+++ Selected text

Data Science Capstone - SwiftKey Project

1- Introduction

This Milestone Report is about exploratory data analysis of the Capstone Project of the Data Science Coursera specialization.

Coursera and SwitfKey are partnering on this project; that apply data science in the area of natural language. The project uses a large text corpus of documents to predict the next word on preceding input.

The data is extracted and cleaned from files and used with the Shiny application.

Here, we have some information about the corpus of data and prepare a plan to create the predictive model.

The 3 files provided with language data from blogs, news and tweets are used to build the English language corpus.

The following steps are executed to prepare the data into a corpus.

Each file is read and a 5000 random sample is made into a Corpus from each file.
The sentences are converted to all upper case to make the case consistent.
Punctuations, stopwords and whitespaces are removed.
Profane words are removed based on a fixed profane word list.

library(ggplot2)

## Warning: remplacement de l'importation précédente 'lifecycle::last_warnings' par
## 'rlang::last_warnings' lors du chargement de 'pillar'

library(tm)

## Le chargement a nécessité le package : NLP

## 
## Attachement du package : 'NLP'

## L'objet suivant est masqué depuis 'package:ggplot2':
## 
##     annotate

library(stringi)
library(wordcloud)

## Le chargement a nécessité le package : RColorBrewer

library(RColorBrewer)
library(dplyr)

++++++
+++ Given entries

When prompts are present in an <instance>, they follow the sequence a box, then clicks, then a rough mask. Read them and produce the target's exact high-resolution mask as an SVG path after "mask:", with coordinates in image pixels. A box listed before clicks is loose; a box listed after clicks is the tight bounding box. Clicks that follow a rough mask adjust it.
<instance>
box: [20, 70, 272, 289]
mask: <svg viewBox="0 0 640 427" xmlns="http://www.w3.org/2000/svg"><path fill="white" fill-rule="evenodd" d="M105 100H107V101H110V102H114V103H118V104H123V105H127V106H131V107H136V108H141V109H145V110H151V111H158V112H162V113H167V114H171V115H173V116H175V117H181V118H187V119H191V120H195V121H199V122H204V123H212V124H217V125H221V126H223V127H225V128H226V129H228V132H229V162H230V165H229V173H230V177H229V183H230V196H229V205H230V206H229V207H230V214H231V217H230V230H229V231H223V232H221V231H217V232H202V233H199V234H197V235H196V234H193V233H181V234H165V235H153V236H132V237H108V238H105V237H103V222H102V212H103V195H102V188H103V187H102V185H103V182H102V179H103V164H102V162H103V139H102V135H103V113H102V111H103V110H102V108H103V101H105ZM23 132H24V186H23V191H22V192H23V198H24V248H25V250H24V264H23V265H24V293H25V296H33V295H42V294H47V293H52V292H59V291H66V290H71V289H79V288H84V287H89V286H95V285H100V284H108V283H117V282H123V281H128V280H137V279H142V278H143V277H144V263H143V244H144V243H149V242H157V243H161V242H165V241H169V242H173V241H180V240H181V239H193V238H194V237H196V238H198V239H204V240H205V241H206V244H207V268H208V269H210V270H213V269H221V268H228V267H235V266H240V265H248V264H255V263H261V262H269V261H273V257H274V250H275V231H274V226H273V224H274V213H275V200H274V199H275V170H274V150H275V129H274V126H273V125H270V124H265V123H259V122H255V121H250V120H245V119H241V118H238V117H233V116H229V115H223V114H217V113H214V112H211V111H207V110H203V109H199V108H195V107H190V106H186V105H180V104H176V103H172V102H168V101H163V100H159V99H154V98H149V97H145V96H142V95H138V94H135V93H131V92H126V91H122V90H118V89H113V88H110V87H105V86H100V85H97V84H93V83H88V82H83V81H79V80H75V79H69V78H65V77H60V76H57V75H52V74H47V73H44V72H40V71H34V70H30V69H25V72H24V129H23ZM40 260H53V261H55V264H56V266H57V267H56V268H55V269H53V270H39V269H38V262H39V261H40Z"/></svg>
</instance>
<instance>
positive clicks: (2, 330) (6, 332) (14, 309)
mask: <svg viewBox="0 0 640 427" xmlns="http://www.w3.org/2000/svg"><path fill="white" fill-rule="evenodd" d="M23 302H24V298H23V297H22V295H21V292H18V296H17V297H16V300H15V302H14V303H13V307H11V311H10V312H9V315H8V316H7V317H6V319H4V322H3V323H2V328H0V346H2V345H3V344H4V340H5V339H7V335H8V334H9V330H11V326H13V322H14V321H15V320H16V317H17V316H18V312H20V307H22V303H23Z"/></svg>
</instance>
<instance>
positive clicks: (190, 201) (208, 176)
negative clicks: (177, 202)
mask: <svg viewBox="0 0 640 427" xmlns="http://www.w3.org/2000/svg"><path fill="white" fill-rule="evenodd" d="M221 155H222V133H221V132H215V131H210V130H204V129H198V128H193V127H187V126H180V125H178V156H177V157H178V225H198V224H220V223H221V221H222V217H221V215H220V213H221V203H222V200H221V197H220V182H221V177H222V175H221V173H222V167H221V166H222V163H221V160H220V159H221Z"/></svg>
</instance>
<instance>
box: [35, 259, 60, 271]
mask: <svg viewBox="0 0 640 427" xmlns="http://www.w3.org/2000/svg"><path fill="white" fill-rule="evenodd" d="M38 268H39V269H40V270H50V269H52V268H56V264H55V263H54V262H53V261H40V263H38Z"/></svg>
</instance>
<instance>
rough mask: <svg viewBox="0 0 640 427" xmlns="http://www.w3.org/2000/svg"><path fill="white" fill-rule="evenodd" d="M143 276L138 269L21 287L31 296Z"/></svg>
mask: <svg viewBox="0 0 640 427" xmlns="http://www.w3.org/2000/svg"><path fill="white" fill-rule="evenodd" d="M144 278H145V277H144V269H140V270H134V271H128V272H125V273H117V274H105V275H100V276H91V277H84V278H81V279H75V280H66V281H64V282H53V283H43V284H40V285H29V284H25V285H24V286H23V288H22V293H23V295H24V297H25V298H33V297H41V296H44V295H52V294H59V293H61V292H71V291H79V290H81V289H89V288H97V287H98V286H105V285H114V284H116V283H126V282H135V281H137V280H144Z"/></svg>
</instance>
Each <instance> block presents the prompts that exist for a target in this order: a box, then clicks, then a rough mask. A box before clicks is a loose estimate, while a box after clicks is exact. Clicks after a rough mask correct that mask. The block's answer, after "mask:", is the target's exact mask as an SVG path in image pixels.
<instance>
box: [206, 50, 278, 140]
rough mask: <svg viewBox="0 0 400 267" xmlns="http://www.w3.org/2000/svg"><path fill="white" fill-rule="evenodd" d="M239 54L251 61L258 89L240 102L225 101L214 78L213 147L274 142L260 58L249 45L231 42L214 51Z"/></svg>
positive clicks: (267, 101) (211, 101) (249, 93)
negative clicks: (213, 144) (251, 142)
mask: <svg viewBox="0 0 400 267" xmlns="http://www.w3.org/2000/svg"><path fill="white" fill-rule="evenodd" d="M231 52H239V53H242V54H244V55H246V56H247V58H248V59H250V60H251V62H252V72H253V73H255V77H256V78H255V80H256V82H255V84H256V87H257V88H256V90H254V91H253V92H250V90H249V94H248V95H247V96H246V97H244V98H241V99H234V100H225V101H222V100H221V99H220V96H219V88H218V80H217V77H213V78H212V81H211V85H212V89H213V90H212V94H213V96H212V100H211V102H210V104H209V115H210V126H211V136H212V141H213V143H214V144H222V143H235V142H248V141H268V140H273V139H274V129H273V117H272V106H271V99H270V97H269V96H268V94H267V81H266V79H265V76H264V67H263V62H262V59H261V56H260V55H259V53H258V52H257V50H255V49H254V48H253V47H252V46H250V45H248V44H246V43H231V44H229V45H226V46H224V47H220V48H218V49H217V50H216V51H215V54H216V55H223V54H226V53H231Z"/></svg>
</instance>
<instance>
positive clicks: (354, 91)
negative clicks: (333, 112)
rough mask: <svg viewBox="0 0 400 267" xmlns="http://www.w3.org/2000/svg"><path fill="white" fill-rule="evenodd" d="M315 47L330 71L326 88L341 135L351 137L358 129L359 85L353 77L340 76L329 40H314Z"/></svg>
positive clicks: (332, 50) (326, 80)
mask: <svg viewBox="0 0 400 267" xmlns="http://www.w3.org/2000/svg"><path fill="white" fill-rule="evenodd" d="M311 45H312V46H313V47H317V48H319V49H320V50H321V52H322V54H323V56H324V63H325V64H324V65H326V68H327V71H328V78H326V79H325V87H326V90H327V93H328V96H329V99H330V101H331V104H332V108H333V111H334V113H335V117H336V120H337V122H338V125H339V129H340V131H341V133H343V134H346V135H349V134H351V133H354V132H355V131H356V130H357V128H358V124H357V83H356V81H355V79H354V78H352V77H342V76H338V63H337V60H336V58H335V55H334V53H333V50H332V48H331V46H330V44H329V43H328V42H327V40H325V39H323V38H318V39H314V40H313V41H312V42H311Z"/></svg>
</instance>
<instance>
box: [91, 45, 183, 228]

++++++

▸ Directive 1: In the SwiftKey capstone report, how large is the random sample taken from each file?
▸ Directive 2: Shorten the paragraph in the SwiftKey capstone report that begins "Coursera and", keeping its main facts.
▸ Directive 3: Continue the SwiftKey capstone report from where it stops.

▸ Response area 1: 5000

▸ Response area 2: Coursera and SwiftKey are partnering on a data science project in natural language that uses a large text corpus to predict the next word from preceding input.

▸ Response area 3:
## 
## Attachement du package : 'dplyr'

## Les objets suivants sont masqués depuis 'package:stats':
## 
##     filter, lag

## Les objets suivants sont masqués depuis 'package:base':
## 
##     intersect, setdiff, setequal, union

library(slam)
library(data.table)

## 
## Attachement du package : 'data.table'

## L'objet suivant est masqué depuis 'package:slam':
## 
##     rollup

## Les objets suivants sont masqués depuis 'package:dplyr':
## 
##     between, first, last

library(NLP)
library(RWeka)

# download file, if not present already
if( ! file.exists("Coursera-SwiftKey.zip") ){
  src_zip_file <- "https://d396qusza40orc.cloudfront.net/dsscapstone/dataset/Coursera-SwiftKey.zip"
  download.file(src_zip_file, destfile = "Coursera-SwiftKey.zip")
  unzip("Coursera-SwiftKey.zip")
}

# look at the source files
zip_files <- unzip("Coursera-SwiftKey.zip", list = T)
zip_files$Date <- NULL
zip_files$Language <- substr(zip_files$Name, 7, 8)
zip_files$Length_in_Mb <- zip_files$Length/(1024^2)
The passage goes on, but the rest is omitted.